Supplied data:

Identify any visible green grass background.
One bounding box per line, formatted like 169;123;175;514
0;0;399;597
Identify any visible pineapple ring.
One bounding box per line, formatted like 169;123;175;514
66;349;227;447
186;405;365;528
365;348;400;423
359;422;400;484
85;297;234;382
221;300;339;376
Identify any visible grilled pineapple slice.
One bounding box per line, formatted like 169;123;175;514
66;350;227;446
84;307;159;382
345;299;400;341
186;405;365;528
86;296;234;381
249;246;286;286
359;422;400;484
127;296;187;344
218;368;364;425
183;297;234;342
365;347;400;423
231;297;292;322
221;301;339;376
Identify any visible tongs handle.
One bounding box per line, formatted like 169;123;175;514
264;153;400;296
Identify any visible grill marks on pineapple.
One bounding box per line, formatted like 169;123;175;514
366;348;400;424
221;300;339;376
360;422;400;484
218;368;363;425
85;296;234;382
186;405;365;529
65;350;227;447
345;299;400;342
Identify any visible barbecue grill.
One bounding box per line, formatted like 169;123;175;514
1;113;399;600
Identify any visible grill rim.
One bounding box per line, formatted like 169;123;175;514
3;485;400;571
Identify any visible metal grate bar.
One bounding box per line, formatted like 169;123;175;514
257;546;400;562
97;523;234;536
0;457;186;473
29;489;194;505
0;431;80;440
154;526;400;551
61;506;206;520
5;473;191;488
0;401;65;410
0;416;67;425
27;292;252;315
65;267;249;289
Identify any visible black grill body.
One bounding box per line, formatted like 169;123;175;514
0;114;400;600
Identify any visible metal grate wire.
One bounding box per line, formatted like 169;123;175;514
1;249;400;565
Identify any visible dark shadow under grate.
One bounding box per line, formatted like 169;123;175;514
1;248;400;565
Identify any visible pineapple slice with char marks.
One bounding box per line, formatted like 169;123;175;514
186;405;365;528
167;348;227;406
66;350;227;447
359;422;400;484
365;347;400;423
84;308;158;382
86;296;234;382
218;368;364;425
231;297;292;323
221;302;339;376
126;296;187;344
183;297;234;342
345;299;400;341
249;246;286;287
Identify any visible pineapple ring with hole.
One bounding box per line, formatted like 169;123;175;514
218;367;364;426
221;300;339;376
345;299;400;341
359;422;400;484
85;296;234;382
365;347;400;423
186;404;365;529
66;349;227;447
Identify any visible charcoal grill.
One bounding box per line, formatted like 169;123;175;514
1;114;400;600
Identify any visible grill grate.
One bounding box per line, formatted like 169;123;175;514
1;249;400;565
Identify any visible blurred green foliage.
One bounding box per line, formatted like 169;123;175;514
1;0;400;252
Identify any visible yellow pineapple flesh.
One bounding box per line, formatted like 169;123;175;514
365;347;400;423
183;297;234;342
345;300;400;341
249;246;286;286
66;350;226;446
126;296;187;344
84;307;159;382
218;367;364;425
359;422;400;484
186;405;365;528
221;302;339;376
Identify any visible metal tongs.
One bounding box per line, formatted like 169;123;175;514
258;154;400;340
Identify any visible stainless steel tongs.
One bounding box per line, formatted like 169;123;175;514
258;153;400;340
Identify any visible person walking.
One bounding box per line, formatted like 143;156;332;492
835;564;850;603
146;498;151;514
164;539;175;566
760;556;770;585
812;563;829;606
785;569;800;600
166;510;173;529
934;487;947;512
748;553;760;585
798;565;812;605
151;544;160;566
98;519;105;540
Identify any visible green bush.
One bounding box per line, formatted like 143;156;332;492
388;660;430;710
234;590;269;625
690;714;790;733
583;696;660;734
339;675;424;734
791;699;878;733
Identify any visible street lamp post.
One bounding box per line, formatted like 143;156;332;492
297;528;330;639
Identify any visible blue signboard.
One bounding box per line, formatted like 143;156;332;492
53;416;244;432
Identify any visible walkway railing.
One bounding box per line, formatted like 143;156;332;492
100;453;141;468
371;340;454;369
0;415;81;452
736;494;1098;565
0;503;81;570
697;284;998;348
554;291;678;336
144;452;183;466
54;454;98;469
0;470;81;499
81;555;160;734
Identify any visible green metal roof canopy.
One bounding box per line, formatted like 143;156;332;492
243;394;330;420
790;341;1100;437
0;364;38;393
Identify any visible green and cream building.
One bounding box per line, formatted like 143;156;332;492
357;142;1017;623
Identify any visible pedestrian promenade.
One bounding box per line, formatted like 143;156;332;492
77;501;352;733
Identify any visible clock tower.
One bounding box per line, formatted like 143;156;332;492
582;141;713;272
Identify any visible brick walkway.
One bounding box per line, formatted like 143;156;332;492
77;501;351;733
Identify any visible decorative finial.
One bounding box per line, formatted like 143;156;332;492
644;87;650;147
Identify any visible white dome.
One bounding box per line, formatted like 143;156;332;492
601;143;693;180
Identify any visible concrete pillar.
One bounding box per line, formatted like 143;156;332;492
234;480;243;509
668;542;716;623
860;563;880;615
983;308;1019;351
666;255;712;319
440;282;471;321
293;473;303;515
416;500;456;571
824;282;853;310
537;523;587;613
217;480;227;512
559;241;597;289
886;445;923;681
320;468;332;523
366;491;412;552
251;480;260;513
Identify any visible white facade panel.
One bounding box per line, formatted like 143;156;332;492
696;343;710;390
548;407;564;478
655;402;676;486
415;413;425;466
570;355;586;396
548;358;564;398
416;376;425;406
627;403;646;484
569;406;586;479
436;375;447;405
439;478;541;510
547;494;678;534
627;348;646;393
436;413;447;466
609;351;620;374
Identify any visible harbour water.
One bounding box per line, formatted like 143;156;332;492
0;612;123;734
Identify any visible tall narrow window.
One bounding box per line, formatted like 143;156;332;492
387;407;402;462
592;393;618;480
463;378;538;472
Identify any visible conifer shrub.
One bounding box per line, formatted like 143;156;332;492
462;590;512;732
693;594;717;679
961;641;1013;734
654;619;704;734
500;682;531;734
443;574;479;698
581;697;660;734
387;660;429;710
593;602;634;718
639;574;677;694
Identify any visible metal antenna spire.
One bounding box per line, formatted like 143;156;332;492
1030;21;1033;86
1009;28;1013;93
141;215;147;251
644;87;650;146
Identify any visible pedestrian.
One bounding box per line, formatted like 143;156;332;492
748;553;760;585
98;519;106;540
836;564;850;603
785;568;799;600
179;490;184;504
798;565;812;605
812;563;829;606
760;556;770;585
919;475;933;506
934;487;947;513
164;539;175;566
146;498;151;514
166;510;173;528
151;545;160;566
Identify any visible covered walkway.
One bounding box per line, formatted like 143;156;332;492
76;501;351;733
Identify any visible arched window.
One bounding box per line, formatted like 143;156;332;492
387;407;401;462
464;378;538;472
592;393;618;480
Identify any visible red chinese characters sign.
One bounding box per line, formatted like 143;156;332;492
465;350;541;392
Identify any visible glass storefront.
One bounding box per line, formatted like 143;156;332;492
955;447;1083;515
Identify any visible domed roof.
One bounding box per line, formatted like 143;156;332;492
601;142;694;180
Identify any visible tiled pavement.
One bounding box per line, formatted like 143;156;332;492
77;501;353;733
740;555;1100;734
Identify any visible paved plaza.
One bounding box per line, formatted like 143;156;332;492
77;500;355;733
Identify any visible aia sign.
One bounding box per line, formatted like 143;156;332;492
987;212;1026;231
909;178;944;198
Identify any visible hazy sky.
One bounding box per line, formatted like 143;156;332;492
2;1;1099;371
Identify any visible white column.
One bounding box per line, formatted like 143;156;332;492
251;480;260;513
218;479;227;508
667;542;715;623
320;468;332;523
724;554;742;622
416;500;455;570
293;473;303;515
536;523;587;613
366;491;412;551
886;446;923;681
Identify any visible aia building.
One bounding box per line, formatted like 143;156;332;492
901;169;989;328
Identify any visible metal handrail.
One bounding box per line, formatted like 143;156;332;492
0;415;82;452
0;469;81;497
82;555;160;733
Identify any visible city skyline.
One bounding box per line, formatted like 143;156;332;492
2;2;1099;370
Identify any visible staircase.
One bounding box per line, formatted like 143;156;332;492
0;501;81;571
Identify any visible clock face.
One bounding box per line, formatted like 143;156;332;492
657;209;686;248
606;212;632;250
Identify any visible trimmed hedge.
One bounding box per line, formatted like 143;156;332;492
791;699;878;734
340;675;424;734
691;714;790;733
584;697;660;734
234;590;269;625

...

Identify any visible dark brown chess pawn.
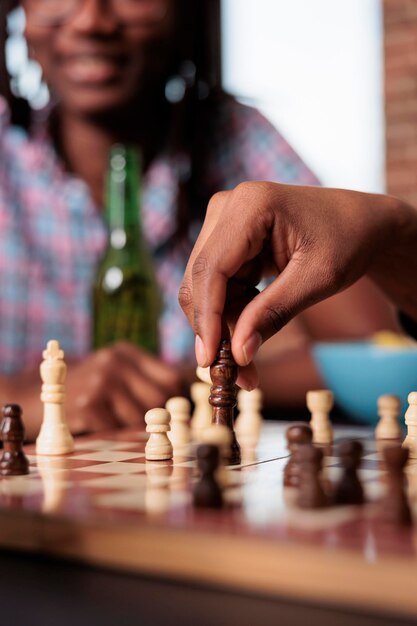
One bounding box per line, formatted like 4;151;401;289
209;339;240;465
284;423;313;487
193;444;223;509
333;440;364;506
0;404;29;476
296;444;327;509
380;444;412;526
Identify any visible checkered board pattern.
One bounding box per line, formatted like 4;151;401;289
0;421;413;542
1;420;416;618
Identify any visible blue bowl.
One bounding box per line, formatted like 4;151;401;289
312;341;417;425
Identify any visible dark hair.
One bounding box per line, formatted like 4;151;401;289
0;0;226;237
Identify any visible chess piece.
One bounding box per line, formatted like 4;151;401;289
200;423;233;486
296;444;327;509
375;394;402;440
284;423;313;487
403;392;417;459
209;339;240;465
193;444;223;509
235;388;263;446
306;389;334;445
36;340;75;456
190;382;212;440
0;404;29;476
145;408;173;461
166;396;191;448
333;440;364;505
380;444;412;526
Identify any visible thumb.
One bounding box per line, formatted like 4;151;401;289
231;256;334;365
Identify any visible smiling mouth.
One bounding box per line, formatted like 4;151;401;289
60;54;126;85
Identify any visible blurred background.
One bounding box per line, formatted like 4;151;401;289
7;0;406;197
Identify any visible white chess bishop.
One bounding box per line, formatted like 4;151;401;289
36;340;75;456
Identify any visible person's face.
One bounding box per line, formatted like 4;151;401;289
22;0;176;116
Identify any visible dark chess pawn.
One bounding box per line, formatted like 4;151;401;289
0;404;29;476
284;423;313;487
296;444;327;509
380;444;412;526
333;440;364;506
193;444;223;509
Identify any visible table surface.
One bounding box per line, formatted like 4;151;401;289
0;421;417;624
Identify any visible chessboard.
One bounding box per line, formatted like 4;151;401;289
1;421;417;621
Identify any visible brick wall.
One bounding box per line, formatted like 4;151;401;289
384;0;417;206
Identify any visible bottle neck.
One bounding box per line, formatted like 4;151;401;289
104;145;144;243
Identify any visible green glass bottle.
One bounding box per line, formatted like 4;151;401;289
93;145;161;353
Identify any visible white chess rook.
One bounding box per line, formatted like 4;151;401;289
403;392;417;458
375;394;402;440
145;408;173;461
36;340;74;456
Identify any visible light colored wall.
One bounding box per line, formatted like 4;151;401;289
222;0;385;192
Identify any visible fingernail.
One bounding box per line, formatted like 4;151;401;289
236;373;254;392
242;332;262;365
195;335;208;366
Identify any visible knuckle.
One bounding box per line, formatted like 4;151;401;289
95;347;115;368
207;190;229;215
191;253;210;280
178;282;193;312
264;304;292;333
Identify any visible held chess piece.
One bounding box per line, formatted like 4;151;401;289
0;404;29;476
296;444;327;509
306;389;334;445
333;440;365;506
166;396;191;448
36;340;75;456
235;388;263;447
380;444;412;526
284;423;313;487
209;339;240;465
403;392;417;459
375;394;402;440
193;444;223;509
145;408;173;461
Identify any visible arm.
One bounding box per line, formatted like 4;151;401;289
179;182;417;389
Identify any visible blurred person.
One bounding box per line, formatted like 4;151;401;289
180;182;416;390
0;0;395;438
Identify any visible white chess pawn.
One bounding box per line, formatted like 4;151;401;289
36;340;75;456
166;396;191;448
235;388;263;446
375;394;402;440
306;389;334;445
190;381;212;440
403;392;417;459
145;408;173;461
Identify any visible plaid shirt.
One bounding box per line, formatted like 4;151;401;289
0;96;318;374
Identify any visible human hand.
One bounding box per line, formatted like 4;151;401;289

--

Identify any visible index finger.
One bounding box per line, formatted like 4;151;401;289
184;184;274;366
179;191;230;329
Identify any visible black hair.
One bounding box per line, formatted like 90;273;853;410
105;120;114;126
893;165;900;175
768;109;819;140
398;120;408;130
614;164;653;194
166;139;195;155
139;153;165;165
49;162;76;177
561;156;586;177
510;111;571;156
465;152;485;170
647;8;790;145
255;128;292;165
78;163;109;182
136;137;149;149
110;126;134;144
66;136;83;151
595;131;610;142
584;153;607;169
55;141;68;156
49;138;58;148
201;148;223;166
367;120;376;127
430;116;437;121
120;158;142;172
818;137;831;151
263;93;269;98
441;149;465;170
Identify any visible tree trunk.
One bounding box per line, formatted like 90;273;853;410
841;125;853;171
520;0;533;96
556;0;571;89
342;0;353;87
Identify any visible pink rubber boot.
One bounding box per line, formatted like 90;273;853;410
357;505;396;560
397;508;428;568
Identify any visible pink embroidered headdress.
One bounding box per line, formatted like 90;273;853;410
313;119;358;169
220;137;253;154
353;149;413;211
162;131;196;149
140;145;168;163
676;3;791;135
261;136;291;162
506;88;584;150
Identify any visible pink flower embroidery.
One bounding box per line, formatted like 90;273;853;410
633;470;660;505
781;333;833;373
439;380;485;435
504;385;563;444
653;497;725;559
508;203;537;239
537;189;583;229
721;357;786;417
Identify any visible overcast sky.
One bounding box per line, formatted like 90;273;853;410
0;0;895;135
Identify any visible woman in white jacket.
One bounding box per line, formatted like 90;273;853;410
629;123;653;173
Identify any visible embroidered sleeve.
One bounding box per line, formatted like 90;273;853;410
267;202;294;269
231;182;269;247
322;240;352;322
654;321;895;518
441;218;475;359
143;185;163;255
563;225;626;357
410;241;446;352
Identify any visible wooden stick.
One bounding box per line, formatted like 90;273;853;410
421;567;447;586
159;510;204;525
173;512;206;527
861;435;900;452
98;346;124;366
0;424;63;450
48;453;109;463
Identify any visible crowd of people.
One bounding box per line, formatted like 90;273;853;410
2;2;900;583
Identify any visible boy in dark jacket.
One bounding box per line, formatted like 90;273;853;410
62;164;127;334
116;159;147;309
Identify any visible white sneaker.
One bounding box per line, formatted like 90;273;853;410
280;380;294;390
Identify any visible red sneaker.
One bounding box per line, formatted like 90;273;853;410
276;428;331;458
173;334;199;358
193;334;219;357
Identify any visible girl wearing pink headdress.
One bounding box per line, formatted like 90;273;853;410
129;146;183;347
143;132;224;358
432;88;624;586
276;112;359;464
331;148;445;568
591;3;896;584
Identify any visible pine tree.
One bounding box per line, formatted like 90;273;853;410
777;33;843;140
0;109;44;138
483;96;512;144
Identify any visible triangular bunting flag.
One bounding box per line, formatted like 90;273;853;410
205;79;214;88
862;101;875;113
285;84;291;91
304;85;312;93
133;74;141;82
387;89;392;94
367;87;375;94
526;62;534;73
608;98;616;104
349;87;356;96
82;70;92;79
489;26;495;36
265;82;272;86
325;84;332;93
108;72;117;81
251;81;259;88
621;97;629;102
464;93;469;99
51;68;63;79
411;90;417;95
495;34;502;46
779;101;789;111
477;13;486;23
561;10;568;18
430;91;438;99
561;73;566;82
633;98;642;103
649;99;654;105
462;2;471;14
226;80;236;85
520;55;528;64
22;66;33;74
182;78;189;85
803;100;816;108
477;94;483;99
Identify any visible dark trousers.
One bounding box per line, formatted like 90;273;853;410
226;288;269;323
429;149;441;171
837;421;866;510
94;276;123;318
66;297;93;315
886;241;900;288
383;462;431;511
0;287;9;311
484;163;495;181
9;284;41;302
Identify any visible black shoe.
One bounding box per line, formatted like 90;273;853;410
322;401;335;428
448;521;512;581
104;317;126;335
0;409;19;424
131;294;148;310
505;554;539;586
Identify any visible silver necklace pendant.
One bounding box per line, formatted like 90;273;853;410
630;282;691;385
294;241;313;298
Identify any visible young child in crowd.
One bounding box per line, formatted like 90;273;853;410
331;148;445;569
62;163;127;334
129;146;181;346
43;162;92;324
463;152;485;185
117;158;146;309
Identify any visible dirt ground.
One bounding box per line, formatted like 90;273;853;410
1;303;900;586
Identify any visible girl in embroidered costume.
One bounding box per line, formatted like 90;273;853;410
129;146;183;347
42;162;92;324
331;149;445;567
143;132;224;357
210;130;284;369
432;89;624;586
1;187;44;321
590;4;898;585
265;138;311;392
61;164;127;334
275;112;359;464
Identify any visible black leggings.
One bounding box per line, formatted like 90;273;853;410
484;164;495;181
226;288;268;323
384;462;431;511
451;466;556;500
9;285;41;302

Requirement: What you return must be the lines above that run from the line with "Identify any visible green grass background." to the line with "Identify any visible pineapple ring.", inclusive, each copied exactly.

Answer section:
Identify any visible green grass background.
One bounding box per line, formatted like 169;123;175;514
0;0;399;597
Identify any visible pineapple ring.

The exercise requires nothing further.